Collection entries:
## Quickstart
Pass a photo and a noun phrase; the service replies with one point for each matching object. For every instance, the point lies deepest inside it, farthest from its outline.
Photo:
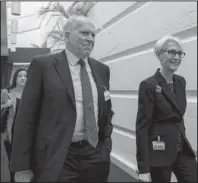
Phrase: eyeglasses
(173, 53)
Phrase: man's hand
(144, 177)
(24, 176)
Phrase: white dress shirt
(79, 131)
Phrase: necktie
(91, 129)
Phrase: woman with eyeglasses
(162, 145)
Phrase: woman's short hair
(14, 78)
(162, 43)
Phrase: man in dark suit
(63, 127)
(162, 145)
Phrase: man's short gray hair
(162, 42)
(72, 22)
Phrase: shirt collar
(73, 59)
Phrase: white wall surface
(30, 30)
(127, 32)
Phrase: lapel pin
(158, 88)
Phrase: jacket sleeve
(27, 119)
(143, 122)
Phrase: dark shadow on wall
(118, 175)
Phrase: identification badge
(107, 95)
(158, 145)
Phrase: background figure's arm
(27, 119)
(143, 122)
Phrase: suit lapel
(12, 97)
(166, 90)
(96, 76)
(62, 66)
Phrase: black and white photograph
(99, 91)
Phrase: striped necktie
(91, 128)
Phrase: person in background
(162, 145)
(11, 99)
(63, 127)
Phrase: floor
(116, 174)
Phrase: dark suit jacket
(47, 115)
(159, 113)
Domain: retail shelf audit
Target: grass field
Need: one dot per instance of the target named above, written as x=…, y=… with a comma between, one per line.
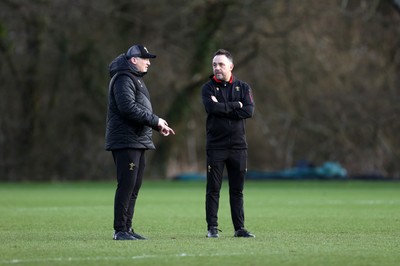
x=296, y=223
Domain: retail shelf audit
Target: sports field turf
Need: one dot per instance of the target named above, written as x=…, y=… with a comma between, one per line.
x=295, y=223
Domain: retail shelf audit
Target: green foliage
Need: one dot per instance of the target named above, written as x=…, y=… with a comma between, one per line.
x=296, y=223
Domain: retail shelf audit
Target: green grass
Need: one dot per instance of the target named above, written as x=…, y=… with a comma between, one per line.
x=296, y=223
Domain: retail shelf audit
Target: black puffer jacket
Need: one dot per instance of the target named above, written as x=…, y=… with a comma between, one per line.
x=130, y=117
x=225, y=118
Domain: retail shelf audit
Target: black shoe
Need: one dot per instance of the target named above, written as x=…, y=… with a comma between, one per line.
x=243, y=233
x=121, y=235
x=213, y=232
x=137, y=236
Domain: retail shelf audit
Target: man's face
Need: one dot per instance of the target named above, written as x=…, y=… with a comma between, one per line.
x=222, y=67
x=142, y=64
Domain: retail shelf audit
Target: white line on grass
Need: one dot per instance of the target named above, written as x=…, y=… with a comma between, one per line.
x=141, y=257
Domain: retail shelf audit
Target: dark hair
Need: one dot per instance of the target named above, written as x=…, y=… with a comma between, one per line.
x=224, y=52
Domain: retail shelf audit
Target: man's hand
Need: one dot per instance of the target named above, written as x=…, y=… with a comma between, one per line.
x=165, y=130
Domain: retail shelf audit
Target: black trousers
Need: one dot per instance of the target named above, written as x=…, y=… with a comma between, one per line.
x=130, y=164
x=236, y=165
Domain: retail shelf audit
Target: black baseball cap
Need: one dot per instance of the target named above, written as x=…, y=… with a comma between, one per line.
x=139, y=50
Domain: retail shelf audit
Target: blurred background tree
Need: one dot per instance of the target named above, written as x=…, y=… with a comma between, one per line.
x=325, y=77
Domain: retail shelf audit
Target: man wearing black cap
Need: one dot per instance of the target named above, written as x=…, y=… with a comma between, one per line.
x=228, y=102
x=130, y=121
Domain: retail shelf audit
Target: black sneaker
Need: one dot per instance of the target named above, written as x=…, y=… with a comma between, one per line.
x=243, y=233
x=213, y=232
x=137, y=236
x=121, y=235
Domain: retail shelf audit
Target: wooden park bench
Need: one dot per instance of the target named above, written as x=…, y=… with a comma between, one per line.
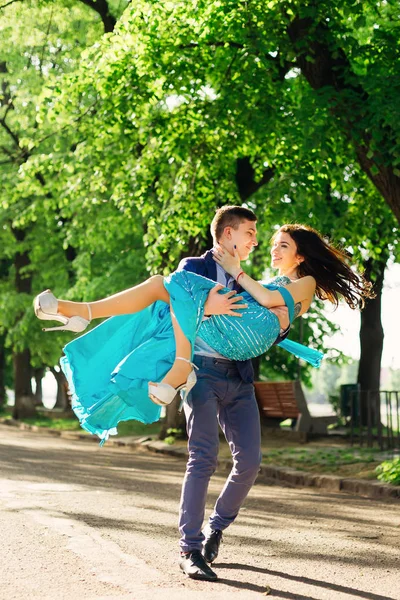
x=281, y=400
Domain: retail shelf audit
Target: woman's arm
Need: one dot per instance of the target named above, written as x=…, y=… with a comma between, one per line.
x=301, y=290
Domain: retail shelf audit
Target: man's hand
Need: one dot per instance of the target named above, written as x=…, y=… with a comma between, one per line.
x=223, y=304
x=283, y=315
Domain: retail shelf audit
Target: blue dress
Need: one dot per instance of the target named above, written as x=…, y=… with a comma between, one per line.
x=108, y=368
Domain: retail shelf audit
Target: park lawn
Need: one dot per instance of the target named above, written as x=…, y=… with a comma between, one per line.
x=316, y=456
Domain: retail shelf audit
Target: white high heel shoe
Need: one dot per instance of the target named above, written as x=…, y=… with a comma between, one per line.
x=46, y=309
x=163, y=393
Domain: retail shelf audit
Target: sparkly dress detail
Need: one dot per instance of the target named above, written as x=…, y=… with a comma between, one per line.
x=108, y=368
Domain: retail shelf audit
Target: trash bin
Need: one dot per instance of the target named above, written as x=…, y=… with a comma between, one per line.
x=349, y=393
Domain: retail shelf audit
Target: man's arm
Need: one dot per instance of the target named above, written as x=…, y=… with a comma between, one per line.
x=216, y=303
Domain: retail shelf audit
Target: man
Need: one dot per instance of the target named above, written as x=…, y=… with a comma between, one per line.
x=224, y=394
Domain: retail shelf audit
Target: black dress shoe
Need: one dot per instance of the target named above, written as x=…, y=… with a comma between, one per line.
x=211, y=544
x=193, y=564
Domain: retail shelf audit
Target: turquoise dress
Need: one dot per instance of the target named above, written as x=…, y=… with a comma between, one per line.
x=108, y=368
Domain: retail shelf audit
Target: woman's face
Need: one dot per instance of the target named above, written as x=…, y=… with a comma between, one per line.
x=284, y=252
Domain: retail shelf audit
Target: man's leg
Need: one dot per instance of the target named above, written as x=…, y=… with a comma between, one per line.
x=202, y=427
x=240, y=421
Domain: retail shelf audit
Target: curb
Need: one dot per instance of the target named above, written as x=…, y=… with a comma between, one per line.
x=293, y=477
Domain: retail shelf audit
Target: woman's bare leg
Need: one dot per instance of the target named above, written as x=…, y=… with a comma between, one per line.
x=180, y=369
x=126, y=302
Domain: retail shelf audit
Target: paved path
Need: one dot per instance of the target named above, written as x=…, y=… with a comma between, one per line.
x=79, y=522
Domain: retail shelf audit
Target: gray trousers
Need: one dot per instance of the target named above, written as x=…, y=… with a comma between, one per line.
x=219, y=396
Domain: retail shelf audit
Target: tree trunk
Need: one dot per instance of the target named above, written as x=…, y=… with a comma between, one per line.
x=62, y=398
x=3, y=396
x=38, y=376
x=331, y=69
x=24, y=401
x=24, y=406
x=371, y=341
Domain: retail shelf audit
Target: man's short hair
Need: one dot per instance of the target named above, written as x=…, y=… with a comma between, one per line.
x=229, y=216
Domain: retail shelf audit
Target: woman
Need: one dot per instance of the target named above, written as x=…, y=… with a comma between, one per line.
x=110, y=369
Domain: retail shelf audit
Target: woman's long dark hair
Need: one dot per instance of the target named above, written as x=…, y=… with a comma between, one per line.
x=328, y=265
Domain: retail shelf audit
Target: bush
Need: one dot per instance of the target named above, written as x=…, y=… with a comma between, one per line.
x=389, y=471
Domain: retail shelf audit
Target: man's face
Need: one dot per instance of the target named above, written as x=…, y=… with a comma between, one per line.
x=244, y=237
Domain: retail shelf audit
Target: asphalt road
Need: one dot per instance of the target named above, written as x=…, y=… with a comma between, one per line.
x=81, y=522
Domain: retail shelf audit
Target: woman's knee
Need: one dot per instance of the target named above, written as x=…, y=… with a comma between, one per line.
x=158, y=289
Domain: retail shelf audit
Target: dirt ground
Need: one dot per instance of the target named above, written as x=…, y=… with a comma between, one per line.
x=81, y=522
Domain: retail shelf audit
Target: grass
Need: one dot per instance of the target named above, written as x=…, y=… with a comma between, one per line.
x=344, y=462
x=337, y=458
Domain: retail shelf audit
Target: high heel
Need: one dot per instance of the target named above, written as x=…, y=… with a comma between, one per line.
x=46, y=309
x=163, y=393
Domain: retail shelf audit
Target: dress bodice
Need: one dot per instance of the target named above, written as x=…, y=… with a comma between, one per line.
x=241, y=338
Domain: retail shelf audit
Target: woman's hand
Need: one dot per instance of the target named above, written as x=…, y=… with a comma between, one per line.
x=223, y=304
x=231, y=264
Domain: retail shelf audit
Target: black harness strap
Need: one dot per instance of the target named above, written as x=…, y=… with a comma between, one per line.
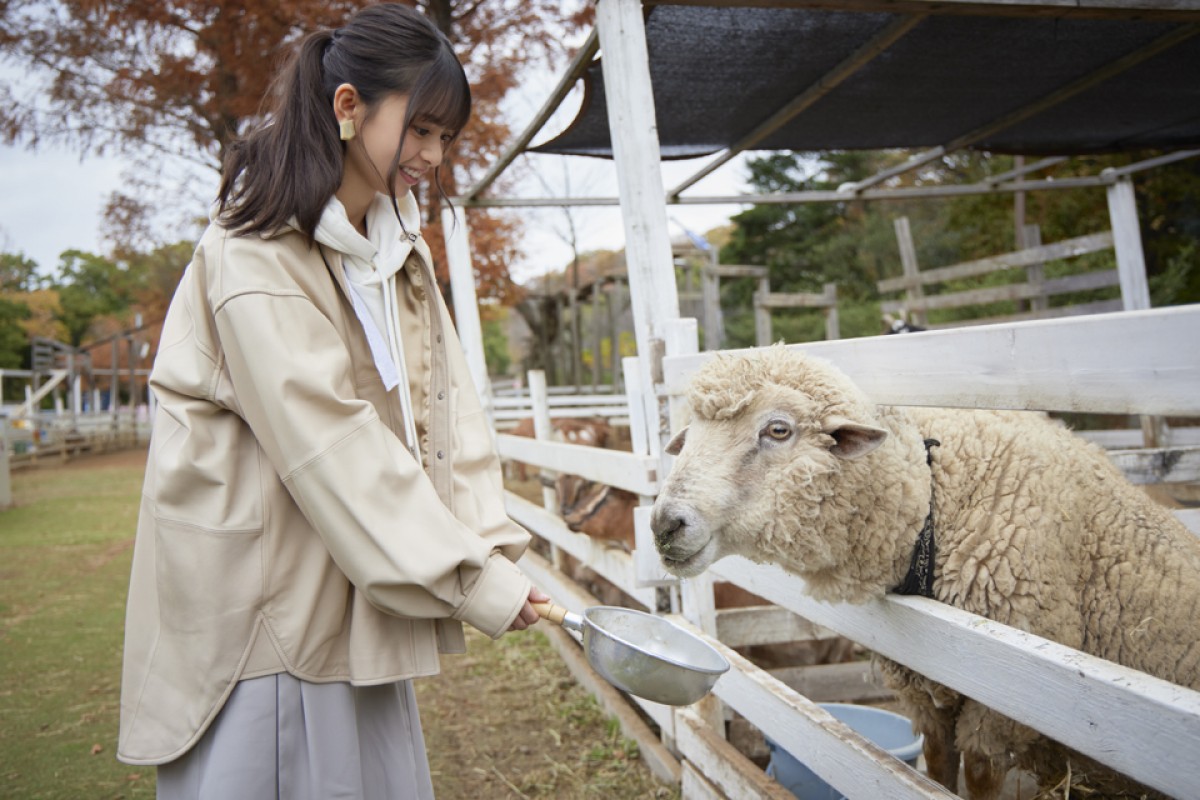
x=919, y=579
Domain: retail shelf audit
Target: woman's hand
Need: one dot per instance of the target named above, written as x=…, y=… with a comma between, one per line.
x=528, y=615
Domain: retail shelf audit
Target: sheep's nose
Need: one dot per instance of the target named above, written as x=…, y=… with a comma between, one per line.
x=665, y=523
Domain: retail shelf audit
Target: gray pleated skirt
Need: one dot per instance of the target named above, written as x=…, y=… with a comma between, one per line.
x=279, y=738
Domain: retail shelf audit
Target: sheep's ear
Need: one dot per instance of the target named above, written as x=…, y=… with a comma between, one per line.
x=852, y=439
x=677, y=443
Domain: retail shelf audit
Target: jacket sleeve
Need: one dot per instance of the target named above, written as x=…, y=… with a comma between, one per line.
x=357, y=483
x=478, y=477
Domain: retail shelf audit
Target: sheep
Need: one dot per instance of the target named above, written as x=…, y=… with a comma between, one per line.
x=598, y=510
x=593, y=432
x=787, y=462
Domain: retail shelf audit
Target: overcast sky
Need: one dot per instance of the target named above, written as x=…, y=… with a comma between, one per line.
x=51, y=199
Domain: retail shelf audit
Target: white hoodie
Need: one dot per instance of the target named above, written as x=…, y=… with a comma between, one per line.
x=371, y=265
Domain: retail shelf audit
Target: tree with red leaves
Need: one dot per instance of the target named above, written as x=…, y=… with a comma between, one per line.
x=160, y=79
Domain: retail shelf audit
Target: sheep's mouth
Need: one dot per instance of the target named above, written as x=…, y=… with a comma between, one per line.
x=690, y=565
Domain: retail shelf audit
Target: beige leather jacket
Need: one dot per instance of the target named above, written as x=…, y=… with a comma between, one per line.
x=283, y=523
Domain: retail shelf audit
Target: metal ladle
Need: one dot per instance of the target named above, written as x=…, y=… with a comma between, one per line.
x=642, y=654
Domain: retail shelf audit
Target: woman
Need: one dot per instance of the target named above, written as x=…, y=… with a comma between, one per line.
x=323, y=504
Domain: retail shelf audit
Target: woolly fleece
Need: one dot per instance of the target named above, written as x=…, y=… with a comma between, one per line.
x=1035, y=528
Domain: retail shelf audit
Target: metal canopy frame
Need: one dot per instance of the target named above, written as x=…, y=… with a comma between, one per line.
x=621, y=35
x=913, y=12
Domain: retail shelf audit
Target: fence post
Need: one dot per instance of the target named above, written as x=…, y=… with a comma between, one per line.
x=833, y=330
x=1036, y=272
x=762, y=313
x=466, y=304
x=1132, y=270
x=5, y=475
x=913, y=289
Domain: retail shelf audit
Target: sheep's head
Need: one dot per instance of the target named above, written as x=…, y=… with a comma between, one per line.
x=769, y=435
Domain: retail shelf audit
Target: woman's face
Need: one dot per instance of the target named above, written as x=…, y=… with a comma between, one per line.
x=379, y=136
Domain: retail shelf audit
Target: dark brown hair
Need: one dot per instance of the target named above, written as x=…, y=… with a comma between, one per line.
x=293, y=162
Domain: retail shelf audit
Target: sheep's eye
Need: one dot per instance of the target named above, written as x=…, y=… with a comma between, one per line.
x=778, y=431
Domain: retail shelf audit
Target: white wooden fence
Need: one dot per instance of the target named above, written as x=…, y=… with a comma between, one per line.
x=1131, y=362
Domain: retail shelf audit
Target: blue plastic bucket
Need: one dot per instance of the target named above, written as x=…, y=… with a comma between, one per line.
x=889, y=731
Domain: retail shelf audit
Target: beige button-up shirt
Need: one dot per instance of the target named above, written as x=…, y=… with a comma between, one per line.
x=283, y=524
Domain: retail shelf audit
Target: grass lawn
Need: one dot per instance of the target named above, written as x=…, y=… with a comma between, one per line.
x=65, y=549
x=507, y=720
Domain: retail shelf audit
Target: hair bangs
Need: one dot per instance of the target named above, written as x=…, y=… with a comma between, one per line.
x=442, y=95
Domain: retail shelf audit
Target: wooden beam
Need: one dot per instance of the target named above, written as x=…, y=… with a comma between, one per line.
x=1141, y=10
x=805, y=100
x=1029, y=257
x=635, y=144
x=1104, y=364
x=1021, y=675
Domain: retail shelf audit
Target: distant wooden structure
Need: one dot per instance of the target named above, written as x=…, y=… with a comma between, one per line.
x=1033, y=292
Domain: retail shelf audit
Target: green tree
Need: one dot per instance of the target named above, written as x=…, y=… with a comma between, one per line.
x=18, y=274
x=90, y=287
x=13, y=341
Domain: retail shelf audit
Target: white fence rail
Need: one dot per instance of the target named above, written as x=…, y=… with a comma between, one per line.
x=1127, y=362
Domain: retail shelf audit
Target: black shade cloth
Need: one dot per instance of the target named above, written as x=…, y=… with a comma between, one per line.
x=718, y=73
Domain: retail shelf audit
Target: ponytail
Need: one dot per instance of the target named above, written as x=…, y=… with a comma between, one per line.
x=291, y=164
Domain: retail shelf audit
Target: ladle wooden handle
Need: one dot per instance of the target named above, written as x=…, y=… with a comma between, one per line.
x=551, y=612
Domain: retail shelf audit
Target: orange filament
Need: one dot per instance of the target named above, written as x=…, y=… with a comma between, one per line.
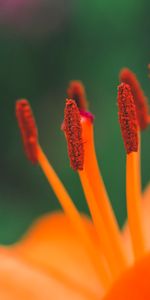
x=105, y=244
x=76, y=91
x=128, y=124
x=73, y=215
x=140, y=99
x=127, y=118
x=104, y=208
x=61, y=193
x=73, y=131
x=28, y=129
x=134, y=209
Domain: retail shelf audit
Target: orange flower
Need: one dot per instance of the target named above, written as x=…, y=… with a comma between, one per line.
x=66, y=255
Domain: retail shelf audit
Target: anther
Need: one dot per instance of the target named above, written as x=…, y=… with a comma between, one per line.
x=140, y=99
x=127, y=118
x=76, y=91
x=28, y=129
x=73, y=131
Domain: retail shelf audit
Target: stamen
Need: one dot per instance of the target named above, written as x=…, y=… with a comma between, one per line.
x=127, y=118
x=28, y=129
x=74, y=217
x=104, y=209
x=85, y=177
x=73, y=131
x=128, y=123
x=76, y=91
x=140, y=99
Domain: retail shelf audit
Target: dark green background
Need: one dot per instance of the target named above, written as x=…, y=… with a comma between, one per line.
x=93, y=42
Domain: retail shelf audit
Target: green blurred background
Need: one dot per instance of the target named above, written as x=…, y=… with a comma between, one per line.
x=43, y=45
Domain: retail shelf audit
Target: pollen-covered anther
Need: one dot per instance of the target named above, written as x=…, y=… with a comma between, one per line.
x=73, y=132
x=76, y=91
x=140, y=99
x=128, y=118
x=28, y=129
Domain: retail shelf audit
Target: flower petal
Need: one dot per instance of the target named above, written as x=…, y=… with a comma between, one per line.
x=20, y=281
x=134, y=284
x=52, y=244
x=146, y=222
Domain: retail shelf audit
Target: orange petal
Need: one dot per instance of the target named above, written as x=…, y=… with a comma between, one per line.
x=134, y=284
x=20, y=281
x=52, y=244
x=146, y=222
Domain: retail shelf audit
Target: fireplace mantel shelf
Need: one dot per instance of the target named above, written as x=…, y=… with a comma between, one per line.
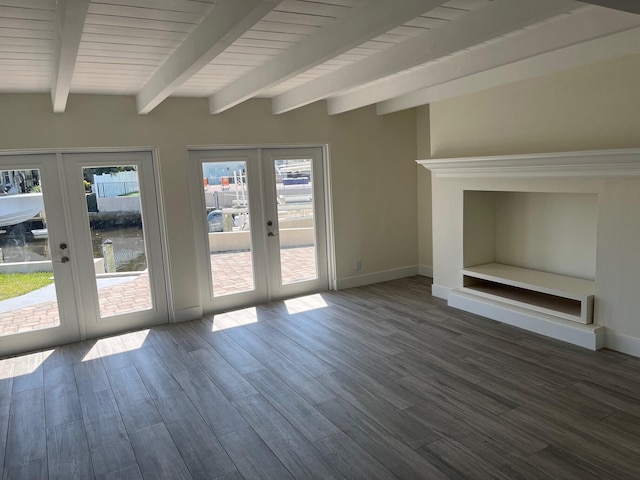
x=566, y=297
x=593, y=163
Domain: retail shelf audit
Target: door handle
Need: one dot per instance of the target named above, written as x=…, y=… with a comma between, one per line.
x=271, y=234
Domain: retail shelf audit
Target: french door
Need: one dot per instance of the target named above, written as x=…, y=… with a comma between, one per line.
x=260, y=222
x=84, y=230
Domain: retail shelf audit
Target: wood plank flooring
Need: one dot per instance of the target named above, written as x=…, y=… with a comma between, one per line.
x=378, y=382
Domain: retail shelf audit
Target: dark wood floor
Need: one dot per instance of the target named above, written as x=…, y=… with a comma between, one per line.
x=379, y=382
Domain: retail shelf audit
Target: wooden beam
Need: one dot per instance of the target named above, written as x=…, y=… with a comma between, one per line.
x=632, y=6
x=584, y=25
x=362, y=24
x=494, y=20
x=581, y=54
x=69, y=23
x=227, y=21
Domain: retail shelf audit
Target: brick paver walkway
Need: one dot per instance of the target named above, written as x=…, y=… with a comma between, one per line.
x=232, y=273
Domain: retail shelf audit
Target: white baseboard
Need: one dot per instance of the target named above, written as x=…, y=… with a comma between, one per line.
x=425, y=271
x=440, y=292
x=186, y=314
x=621, y=342
x=587, y=336
x=371, y=278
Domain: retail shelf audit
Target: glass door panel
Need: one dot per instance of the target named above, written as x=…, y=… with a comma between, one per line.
x=259, y=219
x=228, y=226
x=227, y=223
x=118, y=239
x=37, y=305
x=293, y=181
x=28, y=298
x=297, y=240
x=114, y=214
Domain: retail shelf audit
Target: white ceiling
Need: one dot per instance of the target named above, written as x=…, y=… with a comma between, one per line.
x=394, y=53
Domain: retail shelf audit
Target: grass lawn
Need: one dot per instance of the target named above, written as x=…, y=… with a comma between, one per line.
x=16, y=284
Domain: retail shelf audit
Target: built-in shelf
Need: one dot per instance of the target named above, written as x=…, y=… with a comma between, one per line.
x=561, y=296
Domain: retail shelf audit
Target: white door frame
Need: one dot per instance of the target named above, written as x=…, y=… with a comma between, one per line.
x=91, y=321
x=196, y=157
x=78, y=322
x=69, y=329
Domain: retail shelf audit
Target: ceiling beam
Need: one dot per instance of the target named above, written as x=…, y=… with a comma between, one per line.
x=577, y=55
x=69, y=23
x=360, y=25
x=496, y=19
x=584, y=25
x=632, y=6
x=226, y=21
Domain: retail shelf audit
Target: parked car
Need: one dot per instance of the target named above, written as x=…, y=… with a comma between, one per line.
x=214, y=219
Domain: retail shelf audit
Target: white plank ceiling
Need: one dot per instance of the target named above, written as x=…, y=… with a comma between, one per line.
x=396, y=54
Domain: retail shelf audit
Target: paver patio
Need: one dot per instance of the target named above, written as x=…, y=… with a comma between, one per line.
x=232, y=273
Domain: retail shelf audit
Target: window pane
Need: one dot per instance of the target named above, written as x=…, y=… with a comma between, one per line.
x=27, y=285
x=118, y=239
x=294, y=187
x=229, y=234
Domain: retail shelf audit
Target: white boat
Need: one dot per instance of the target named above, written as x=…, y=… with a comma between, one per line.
x=18, y=208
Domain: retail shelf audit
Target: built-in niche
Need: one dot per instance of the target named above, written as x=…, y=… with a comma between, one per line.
x=532, y=249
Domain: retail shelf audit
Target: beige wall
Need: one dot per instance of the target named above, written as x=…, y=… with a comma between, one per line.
x=425, y=246
x=590, y=108
x=370, y=156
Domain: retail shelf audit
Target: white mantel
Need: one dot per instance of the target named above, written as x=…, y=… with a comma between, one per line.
x=610, y=176
x=594, y=163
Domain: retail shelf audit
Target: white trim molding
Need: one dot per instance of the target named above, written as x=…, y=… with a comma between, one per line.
x=621, y=342
x=587, y=336
x=593, y=163
x=377, y=277
x=440, y=291
x=425, y=270
x=186, y=314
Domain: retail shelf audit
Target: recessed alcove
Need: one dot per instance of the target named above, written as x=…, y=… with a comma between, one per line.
x=534, y=250
x=546, y=231
x=545, y=242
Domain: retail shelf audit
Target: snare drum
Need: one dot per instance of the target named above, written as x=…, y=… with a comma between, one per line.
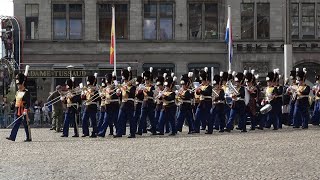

# Exercise objective:
From the records above, output only the lines starting at the one containing "Target: white fence rail" and ending at the one containing "Target: green blurred background", word for word. Pictures stay out.

# Answer section:
Target: white fence rail
Need: one dot per instance of the target named above, written as x=…, y=… with a comma between, one per line.
x=1127, y=362
Domain: retail shelf audit
Target: black shade cloth
Need: one dot per instance of the target named above, written as x=…, y=… with a comma between, one per line.
x=718, y=73
Domain: retail shelf audit
Target: ponytail
Need: one dot per instance of the target named above, written as x=…, y=… with a comma between, one per line.
x=291, y=164
Domain: retail shelf audit
Target: ladle wooden handle
Need: one dot per instance of the target named above, written as x=…, y=… with a comma between, one per line.
x=551, y=612
Domain: retail shelf audit
Target: orange filament
Need: one dot per instance of the target named above, written as x=…, y=… with a comma between, one per line.
x=105, y=244
x=76, y=91
x=128, y=124
x=73, y=215
x=140, y=99
x=127, y=118
x=104, y=208
x=61, y=193
x=73, y=131
x=28, y=129
x=134, y=209
Domain: retail shelf audit
Target: orange flower
Need: one dot per instance of the target named above, written as x=…, y=… with a comma between, one per line.
x=66, y=255
Domain: retail shelf audit
Target: anther
Need: one dot per instance of the target named above, written as x=…, y=… with a comma between, one per line.
x=140, y=99
x=127, y=118
x=76, y=91
x=28, y=129
x=73, y=131
Domain: retail shelf audit
Target: stamen
Need: one dot per instance of the target named above, written as x=…, y=… with a comma between, one per line.
x=127, y=118
x=28, y=129
x=74, y=217
x=104, y=209
x=85, y=177
x=73, y=131
x=128, y=123
x=76, y=91
x=140, y=99
Domain: retail shelf audit
Target: dark green background
Need: one dot per instance of the target named above, written as x=…, y=… with a comma between, one per line.
x=93, y=42
Domain: retail shelf audit
Target: green blurred background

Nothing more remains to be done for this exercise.